GIVEN TASK
Render the lines from the one containing "Would you mind marking the white" through the last line of the entries as a Markdown table with the columns Row and Line, leaving out any blank lines.

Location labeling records

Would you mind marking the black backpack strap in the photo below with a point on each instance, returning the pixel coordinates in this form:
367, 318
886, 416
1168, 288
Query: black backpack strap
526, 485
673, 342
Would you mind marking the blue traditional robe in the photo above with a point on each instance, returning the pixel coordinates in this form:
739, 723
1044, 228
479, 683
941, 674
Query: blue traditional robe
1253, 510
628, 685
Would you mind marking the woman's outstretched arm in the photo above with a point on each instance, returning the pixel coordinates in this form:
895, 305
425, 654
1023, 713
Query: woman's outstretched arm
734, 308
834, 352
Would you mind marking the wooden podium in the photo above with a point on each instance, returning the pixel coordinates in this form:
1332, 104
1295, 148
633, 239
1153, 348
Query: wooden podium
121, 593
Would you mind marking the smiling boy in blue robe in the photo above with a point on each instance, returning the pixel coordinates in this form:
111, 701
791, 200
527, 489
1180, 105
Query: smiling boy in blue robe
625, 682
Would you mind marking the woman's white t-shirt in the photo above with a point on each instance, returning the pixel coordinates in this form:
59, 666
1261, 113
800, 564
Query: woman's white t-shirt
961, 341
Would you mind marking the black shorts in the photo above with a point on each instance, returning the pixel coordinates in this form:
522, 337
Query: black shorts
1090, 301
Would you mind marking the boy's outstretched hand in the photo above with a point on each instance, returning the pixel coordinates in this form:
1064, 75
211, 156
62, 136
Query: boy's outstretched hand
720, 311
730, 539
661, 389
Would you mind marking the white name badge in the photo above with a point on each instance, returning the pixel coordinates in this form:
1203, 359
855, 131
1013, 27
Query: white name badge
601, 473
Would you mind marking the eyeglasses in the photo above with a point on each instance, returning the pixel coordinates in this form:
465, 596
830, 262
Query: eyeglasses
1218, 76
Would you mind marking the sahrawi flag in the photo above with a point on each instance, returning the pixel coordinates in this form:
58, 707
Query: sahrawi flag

CORRECT ANSWER
| Row | Line |
|---|---|
| 1 | Would you mind marking the white name badge in the photo above with a point on each instance, returning the pixel coordinates in this form: |
| 2 | 1203, 359 |
| 3 | 855, 131 |
| 4 | 1013, 27 |
| 5 | Query: white name badge |
| 6 | 601, 473 |
| 7 | Would you mind marking the eyeglasses in the photo above with a point on each instance, returning the pixel coordinates in this form: |
| 8 | 465, 596 |
| 9 | 830, 262 |
| 10 | Query: eyeglasses |
| 11 | 1218, 76 |
| 12 | Would you mind marking the sahrawi flag in the photo above with a point on each instance, returning the pixel coordinates in this form: |
| 13 | 58, 707 |
| 14 | Query: sahrawi flag |